▶ **WHAT TO WORK ON**
Output every line of the data below as a Markdown table with two columns, No. and Text. Number the rows in order, put each line in Text, and leave out blank lines.

▶ **MATERIAL**
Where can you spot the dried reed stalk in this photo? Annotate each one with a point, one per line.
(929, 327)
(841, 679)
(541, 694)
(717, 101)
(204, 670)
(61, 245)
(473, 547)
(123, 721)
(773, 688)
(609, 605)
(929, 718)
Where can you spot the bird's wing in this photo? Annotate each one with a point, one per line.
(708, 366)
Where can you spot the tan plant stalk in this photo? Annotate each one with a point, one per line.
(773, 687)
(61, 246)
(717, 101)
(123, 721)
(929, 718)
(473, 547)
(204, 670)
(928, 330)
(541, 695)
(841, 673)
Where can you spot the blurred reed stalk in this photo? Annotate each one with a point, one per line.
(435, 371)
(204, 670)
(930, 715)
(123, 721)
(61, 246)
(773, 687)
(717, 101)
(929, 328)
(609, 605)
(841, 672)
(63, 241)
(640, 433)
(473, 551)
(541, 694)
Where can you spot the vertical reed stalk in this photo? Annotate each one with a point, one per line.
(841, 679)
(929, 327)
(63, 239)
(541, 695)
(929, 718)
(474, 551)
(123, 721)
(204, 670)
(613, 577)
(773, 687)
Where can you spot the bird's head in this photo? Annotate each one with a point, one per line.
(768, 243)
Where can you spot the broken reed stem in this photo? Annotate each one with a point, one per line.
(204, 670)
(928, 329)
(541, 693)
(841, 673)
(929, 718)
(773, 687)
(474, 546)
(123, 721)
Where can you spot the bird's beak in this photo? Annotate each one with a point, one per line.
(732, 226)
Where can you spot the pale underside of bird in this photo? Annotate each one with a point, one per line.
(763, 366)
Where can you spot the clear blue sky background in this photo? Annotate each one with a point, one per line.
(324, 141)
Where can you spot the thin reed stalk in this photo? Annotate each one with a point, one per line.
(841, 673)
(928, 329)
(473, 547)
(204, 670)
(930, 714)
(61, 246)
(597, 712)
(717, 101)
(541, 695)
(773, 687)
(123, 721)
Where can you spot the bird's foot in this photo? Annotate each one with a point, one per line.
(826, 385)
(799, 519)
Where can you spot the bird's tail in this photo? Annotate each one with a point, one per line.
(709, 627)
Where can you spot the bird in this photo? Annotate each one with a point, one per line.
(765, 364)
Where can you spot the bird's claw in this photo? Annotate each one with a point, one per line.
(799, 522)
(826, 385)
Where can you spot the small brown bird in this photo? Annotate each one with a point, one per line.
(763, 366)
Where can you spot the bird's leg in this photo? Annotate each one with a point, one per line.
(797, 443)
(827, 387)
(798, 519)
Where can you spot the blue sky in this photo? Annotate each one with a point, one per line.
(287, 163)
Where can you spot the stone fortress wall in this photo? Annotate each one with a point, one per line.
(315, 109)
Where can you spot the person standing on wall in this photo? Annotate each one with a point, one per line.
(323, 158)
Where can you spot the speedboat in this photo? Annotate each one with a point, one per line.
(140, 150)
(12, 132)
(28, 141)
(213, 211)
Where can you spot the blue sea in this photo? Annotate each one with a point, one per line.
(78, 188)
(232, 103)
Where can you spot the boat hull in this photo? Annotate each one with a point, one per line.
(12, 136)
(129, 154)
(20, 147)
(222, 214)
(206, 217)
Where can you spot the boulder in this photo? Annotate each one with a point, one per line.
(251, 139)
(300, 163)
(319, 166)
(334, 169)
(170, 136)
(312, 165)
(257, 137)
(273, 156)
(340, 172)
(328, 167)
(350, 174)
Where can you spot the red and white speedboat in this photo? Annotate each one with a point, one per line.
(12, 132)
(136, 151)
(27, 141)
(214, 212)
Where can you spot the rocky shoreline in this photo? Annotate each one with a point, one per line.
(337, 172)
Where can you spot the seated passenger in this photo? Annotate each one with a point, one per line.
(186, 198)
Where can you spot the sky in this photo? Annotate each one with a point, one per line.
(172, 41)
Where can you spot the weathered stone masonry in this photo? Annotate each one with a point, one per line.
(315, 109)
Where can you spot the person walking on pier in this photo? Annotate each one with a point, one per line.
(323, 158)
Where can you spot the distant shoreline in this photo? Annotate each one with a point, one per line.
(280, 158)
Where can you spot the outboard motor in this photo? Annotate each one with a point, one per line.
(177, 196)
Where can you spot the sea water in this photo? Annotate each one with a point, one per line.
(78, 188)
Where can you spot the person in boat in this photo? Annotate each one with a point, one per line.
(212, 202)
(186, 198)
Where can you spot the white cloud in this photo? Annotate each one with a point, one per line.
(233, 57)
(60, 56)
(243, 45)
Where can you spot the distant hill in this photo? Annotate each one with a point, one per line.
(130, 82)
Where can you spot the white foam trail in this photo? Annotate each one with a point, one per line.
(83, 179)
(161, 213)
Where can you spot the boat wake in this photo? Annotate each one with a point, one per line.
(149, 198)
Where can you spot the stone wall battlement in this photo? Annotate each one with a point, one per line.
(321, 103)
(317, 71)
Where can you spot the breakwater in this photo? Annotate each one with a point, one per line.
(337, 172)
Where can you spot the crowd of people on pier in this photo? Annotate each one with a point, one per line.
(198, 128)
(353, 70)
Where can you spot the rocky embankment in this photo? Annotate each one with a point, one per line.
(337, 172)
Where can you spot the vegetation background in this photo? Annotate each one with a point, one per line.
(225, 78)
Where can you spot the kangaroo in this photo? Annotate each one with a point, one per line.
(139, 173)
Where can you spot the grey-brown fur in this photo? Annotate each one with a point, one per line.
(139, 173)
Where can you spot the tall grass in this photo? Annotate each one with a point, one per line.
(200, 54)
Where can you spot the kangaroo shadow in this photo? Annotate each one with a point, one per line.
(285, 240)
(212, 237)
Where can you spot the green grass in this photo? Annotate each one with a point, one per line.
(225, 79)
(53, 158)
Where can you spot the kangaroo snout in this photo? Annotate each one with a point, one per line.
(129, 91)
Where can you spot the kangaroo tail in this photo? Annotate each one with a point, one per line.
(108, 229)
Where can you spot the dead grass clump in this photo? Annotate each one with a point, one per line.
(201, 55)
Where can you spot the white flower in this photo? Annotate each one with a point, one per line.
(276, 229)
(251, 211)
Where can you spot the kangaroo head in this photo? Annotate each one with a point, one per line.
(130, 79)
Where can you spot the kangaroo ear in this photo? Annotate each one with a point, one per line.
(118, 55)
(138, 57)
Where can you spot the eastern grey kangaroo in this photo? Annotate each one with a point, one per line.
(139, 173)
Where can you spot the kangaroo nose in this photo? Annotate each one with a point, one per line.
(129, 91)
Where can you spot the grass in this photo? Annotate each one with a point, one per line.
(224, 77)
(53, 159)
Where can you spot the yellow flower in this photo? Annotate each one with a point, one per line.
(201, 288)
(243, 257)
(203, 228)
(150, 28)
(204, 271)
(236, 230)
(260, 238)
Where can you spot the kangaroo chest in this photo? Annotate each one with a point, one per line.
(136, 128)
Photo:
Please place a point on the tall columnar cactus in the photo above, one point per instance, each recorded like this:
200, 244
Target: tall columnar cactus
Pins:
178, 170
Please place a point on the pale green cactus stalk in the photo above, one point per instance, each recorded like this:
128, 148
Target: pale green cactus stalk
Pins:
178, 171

▶ **ANSWER TO THE TASK**
| No. | Text |
|---|---|
| 1 | Where can you spot the dried reed stalk in this photo? Annotate each one with a point, one per line. |
| 2 | (929, 327) |
| 3 | (841, 679) |
| 4 | (541, 694) |
| 5 | (717, 101) |
| 6 | (204, 670) |
| 7 | (61, 245) |
| 8 | (473, 547) |
| 9 | (123, 721) |
| 10 | (773, 688) |
| 11 | (609, 605) |
| 12 | (929, 718) |
| 13 | Where can you spot the bird's wing in this photo? Annotate each one with a point, one per line. |
| 14 | (708, 366) |
| 15 | Where can you spot the tan plant stalk in this photo? Annotate each one with a point, one per line. |
| 16 | (773, 687) |
| 17 | (61, 246) |
| 18 | (717, 101) |
| 19 | (123, 721) |
| 20 | (929, 718) |
| 21 | (473, 547) |
| 22 | (204, 670) |
| 23 | (928, 330) |
| 24 | (541, 695) |
| 25 | (841, 673) |
| 26 | Where can you spot the blurred reed stalk in this photo? Annotate each one with a point, one per line. |
| 27 | (435, 371) |
| 28 | (204, 670) |
| 29 | (930, 715) |
| 30 | (123, 721) |
| 31 | (61, 246) |
| 32 | (773, 687) |
| 33 | (717, 101) |
| 34 | (929, 328) |
| 35 | (609, 605) |
| 36 | (841, 672) |
| 37 | (63, 241) |
| 38 | (640, 433) |
| 39 | (473, 551) |
| 40 | (541, 694) |
| 41 | Where can you spot the vertical reed stalk in this photo? Annotate each one with a point, one per line. |
| 42 | (841, 679) |
| 43 | (929, 327) |
| 44 | (63, 239) |
| 45 | (541, 695) |
| 46 | (929, 718) |
| 47 | (474, 551) |
| 48 | (123, 721) |
| 49 | (204, 670) |
| 50 | (613, 577) |
| 51 | (773, 687) |
| 52 | Where can you spot the bird's head in this photo? Annotate each one with a point, one per line. |
| 53 | (768, 243) |
| 54 | Where can you spot the broken reed stem in this photo? Annotate each one with a point, one per line. |
| 55 | (204, 670) |
| 56 | (928, 329) |
| 57 | (541, 693) |
| 58 | (841, 673) |
| 59 | (929, 718) |
| 60 | (773, 687) |
| 61 | (474, 546) |
| 62 | (123, 721) |
| 63 | Where can you spot the bird's beak in this photo? Annotate each one with a point, one per line. |
| 64 | (732, 226) |
| 65 | Where can you spot the pale underside of bird in this photo? Annotate each one with a point, one per line. |
| 66 | (763, 366) |
| 67 | Where can you spot the clear blue sky background in this photo? Annotate each one with a point, one per line. |
| 68 | (324, 141) |
| 69 | Where can you spot the thin reed stalk in this photo? Annotate each one with a point, one per line. |
| 70 | (841, 673) |
| 71 | (928, 329) |
| 72 | (473, 547) |
| 73 | (204, 670) |
| 74 | (930, 714) |
| 75 | (61, 246) |
| 76 | (597, 712) |
| 77 | (717, 101) |
| 78 | (541, 695) |
| 79 | (773, 687) |
| 80 | (123, 721) |
| 81 | Where can you spot the bird's foot in this photo? Annotate each one with a point, one per line. |
| 82 | (826, 385) |
| 83 | (799, 519) |
| 84 | Where can you spot the bird's tail in this photo? Annotate each one with a point, one per line. |
| 85 | (709, 627) |
| 86 | Where can you spot the bird in this photo? Annotate each one with a point, one per line. |
| 87 | (765, 364) |
| 88 | Where can you spot the bird's claw in this photo? Annotate each one with a point, one per line. |
| 89 | (799, 522) |
| 90 | (826, 385) |
| 91 | Where can you spot the small brown bird in this photo? Annotate each one with a point, one per line. |
| 92 | (763, 366) |
| 93 | Where can you spot the bird's leg in this photo? Annotate each one with a point, one per line. |
| 94 | (797, 443) |
| 95 | (827, 387) |
| 96 | (798, 519) |
| 97 | Where can you spot the blue sky in this photo? Annotate each one with a point, one per line. |
| 98 | (287, 163) |
| 99 | Where can you spot the stone fortress wall in this photo? Annotate each one with a point, one per line. |
| 100 | (315, 109) |
| 101 | Where can you spot the person standing on wall in this photo? Annotate each one with a point, one per line. |
| 102 | (323, 158) |
| 103 | Where can you spot the speedboat in this photo? Annotate each one with a point, one per line. |
| 104 | (140, 150) |
| 105 | (12, 132) |
| 106 | (28, 141) |
| 107 | (213, 211) |
| 108 | Where can you spot the blue sea in this photo? Annotate each one with a point, one per line. |
| 109 | (78, 188) |
| 110 | (232, 103) |
| 111 | Where can you spot the boat hull in this photo? Annotate each one with a point, one per line. |
| 112 | (12, 136) |
| 113 | (129, 154) |
| 114 | (20, 147) |
| 115 | (222, 214) |
| 116 | (206, 217) |
| 117 | Where can you spot the boulder in this photo? Annotate each one with a point, one per line. |
| 118 | (251, 139) |
| 119 | (300, 163) |
| 120 | (319, 166) |
| 121 | (334, 169) |
| 122 | (170, 136) |
| 123 | (312, 165) |
| 124 | (257, 137) |
| 125 | (273, 156) |
| 126 | (340, 172) |
| 127 | (328, 167) |
| 128 | (350, 174) |
| 129 | Where can you spot the red and white speedboat in this photo? Annotate each one with a point, one per line. |
| 130 | (12, 132) |
| 131 | (136, 151) |
| 132 | (27, 141) |
| 133 | (214, 212) |
| 134 | Where can you spot the rocky shoreline in this photo? Annotate each one with a point, one per line. |
| 135 | (337, 172) |
| 136 | Where can you spot the seated passenger in this photo? Annotate each one with a point, one per line. |
| 137 | (186, 198) |
| 138 | Where can you spot the sky in this photo? Annotate each one with a point, one per line. |
| 139 | (172, 41) |
| 140 | Where can you spot the weathered stone masonry in this photo? Annotate each one with a point, one per line. |
| 141 | (315, 109) |
| 142 | Where can you spot the person walking on pier in this photo? Annotate each one with a point, one per line. |
| 143 | (323, 158) |
| 144 | Where can you spot the distant shoreline in this photo? Annotate each one with a point, one per line. |
| 145 | (280, 158) |
| 146 | Where can you spot the outboard motor in this photo? Annotate each one with a point, one per line. |
| 147 | (177, 196) |
| 148 | Where can you spot the sea water in this photo? Annotate each one with a point, one per line. |
| 149 | (78, 188) |
| 150 | Where can you spot the person in boat in this photo? Annotate each one with a point, one per line. |
| 151 | (212, 202) |
| 152 | (186, 198) |
| 153 | Where can you spot the white cloud in this photo? Annotate each one with a point, one per line. |
| 154 | (233, 57) |
| 155 | (60, 56) |
| 156 | (243, 45) |
| 157 | Where can you spot the distant hill in this photo? Annotate each one with a point, one per line. |
| 158 | (130, 82) |
| 159 | Where can you spot the white foam trail in this photo? Annotate each one with a point, one per line. |
| 160 | (83, 179) |
| 161 | (161, 213) |
| 162 | Where can you spot the boat wake in this photo? Annotate each one with a point, one per line. |
| 163 | (149, 198) |
| 164 | Where can you spot the stone wall battlement in this photo? Annotate each one with a point, one per line. |
| 165 | (321, 103) |
| 166 | (317, 71) |
| 167 | Where can you spot the breakwater in this photo? Annotate each one with a point, one per line. |
| 168 | (337, 172) |
| 169 | Where can you spot the crowd of people on pier in this photo? Annotate each one with a point, one per line. |
| 170 | (198, 128) |
| 171 | (353, 70) |
| 172 | Where can you spot the rocky embankment in this photo? Annotate each one with a point, one per line. |
| 173 | (337, 172) |
| 174 | Where can you spot the vegetation background in this photo? Annotate each one with a point, one per line. |
| 175 | (225, 78) |
| 176 | Where can you spot the kangaroo in this photo? Annotate each one with a point, one per line. |
| 177 | (139, 173) |
| 178 | Where can you spot the grey-brown fur in this photo? Annotate each one with a point, one per line. |
| 179 | (139, 173) |
| 180 | Where can you spot the tall grass in this photo? Annotate each one with a point, one per line. |
| 181 | (200, 54) |
| 182 | Where can you spot the kangaroo shadow in this photo? Annotate each one with a point, one per line. |
| 183 | (285, 240) |
| 184 | (212, 237) |
| 185 | Where can you spot the green grass in this photo? Annotate each one with a point, one per line. |
| 186 | (225, 79) |
| 187 | (53, 158) |
| 188 | Where can you spot the kangaroo snout in this photo? Annotate each one with a point, one per line. |
| 189 | (129, 91) |
| 190 | Where can you spot the kangaroo tail in this photo? Annotate each one with a point, one per line. |
| 191 | (108, 229) |
| 192 | Where can you spot the dead grass clump in this photo? Annotate each one with a point, one per line. |
| 193 | (201, 55) |
| 194 | Where can you spot the white flower in this photo? Annotate each one with a point, one per line. |
| 195 | (276, 229) |
| 196 | (251, 211) |
| 197 | Where can you spot the kangaroo head in this photo? Annotate each one with a point, one per line. |
| 198 | (130, 79) |
| 199 | Where can you spot the kangaroo ear in this photo? Annotate each one with a point, one per line. |
| 200 | (118, 55) |
| 201 | (138, 57) |
| 202 | Where can you spot the eastern grey kangaroo in this photo? Annotate each one with a point, one per line. |
| 203 | (139, 173) |
| 204 | Where can you spot the kangaroo nose in this photo? Annotate each one with a point, one per line. |
| 205 | (129, 91) |
| 206 | Where can you spot the grass in this photo? Annotate each one with a point, one per line. |
| 207 | (224, 77) |
| 208 | (53, 159) |
| 209 | Where can you spot the yellow flower in this photo? Annotate each one with a point, one per line. |
| 210 | (201, 288) |
| 211 | (243, 257) |
| 212 | (203, 228) |
| 213 | (150, 28) |
| 214 | (204, 271) |
| 215 | (236, 230) |
| 216 | (260, 238) |
| 217 | Where can you spot the kangaroo chest in this photo? Annotate each one with a point, one per line. |
| 218 | (136, 128) |
| 219 | Photo: |
| 220 | Please place a point on the tall columnar cactus in the photo above, one point per instance, each recorded like this: |
| 221 | 200, 244 |
| 222 | Target: tall columnar cactus |
| 223 | Pins: |
| 224 | 178, 170 |
| 225 | Please place a point on the pale green cactus stalk in the photo above, one point per instance, each recorded like this: |
| 226 | 128, 148 |
| 227 | Target: pale green cactus stalk |
| 228 | Pins: |
| 229 | 178, 171 |